■ Text ■
Figure 5 shows the effect of A. ferrooxidans in the recovery of pyrite at different concentrations of CuSO₄ in artificial seawater. Without the presence of CuSO₄ (squares), the recovery was 24% at pH 8, and 15% at pH 10, which are very low values compared to the results without bacteria shown in Figure 4, where the recoveries were approximately 100%. Meanwhile, at pH < 8, the bacteria were not able to depress pyrite. It has been reported that A. ferrooxidans is a good pyrite depressant in actual seawater at pH 8 [17]. At $2.5\times {10}^{-5}$ M of CuSO₄ (triangles), the recovery of pyrite was 81% and 32% at pH 8 and 10, respectively. At $5\times {10}^{-5}$ M of CuSO₄ (circles), the recovery of pyrite was 80% and 50% at pH 8 and 10, respectively. Therefore, A. ferrooxidans is more effective to depress non-activated pyrite than Cu-activated pyrite. Regardless, the bacteria are able to depress Cu-activated pyrite, especially at pH 10.

3.2. X-ray Photoelectron Spectroscopy

Figure 6 and Figure 7 show the XPS spectrum of pyrite conditioned at 0, $2.5\times {10}^{-5}$ M or $5\times {10}^{-5}$ M of CuSO₄ in freshwater and seawater, respectively. Both figures have peaks of carbon, oxygen, copper, iron and sulfur. The spectra revealed an overlapping of the signals in both cases and lower intensity in the samples mixed with freshwater (Figure 6) compared to samples mixed with seawater (Figure 7). Both figures show a typical spectrum of Cu2p for chalcopyrite and copper hydroxide with approximate bond energies of 938 eV, for the case $2.5\times {10}^{-5}$ M and $5\times {10}^{-5}$ M of CuSO₄. These results agree with those of Ejtemaei and Nguyen [6] and Weisener and Gerson [7], who also determined the presence of chalcopyrite and copper hydroxide by contacting pyrite with CuSO₄. On the other hand, the Fe2p spectra are observed, which coincide with the peaks related to pyrite and chalcopyrite in both types of sample (freshwater and seawater). Two strong peaks corresponding to Fe2p3/2 and Fe2p1/2 are observed at approximately 707 and 719 eV, respectively. These are related to coordinated Fe atoms in the structure of chalcopyrite and pyrite, consistent with the results of other authors [21]. Finally, the peaks of S2p3/2 are present in both samples, at approximately 162.4 and 163.3 eV. The position of the S2p3/2 peak for the disulfide species (${\mathrm{S}}_2^{2-}$) has been reported to be 162.48 eV [22], which is consistent with the first peak obtained, while the second peak has been reported as ${\mathrm{S}}_{\mathrm{n}}^{2-}$ and which, has been detected on the surfaces of oxidized pyrite [23].

■ Task prompt ■
In one to three sentences, explain why the pyrite text concludes that A. ferrooxidans is more effective at depressing non-activated pyrite than Cu-activated pyrite. Use only the pyrite text.

■ Records shown ■
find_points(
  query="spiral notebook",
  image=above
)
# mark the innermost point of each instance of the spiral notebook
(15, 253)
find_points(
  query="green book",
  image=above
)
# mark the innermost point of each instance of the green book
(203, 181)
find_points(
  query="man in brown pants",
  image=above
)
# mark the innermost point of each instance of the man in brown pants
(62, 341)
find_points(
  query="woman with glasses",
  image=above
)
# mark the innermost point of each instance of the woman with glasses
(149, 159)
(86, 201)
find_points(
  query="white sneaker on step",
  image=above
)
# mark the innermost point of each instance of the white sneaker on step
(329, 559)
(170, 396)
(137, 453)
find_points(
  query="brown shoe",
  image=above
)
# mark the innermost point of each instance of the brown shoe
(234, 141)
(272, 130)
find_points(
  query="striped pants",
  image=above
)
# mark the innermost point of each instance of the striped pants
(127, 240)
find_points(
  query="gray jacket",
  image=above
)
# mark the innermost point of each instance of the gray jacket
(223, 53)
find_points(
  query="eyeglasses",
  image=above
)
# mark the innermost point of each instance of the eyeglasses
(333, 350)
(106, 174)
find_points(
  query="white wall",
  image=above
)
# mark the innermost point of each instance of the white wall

---

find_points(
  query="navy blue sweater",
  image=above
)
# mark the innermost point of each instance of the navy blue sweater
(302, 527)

==

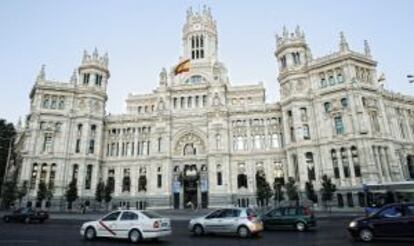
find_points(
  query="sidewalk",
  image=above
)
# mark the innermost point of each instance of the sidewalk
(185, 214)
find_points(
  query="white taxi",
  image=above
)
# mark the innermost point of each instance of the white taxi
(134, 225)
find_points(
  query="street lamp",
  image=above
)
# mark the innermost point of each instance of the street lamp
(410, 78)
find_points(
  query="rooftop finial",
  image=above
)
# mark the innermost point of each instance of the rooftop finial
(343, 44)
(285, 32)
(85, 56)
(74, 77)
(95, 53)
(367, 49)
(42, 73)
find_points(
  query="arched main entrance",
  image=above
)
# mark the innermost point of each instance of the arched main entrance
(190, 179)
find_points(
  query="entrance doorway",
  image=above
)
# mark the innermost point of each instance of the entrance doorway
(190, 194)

■ Output below ■
With the bacteria and no CuSO₄, pyrite recovery was only 24% at pH 8 and 15% at pH 10. With CuSO₄ present, recovery was higher: 81% and 32% at 2.5×10⁻⁵ M, and 80% and 50% at 5×10⁻⁵ M, at pH 8 and 10 respectively.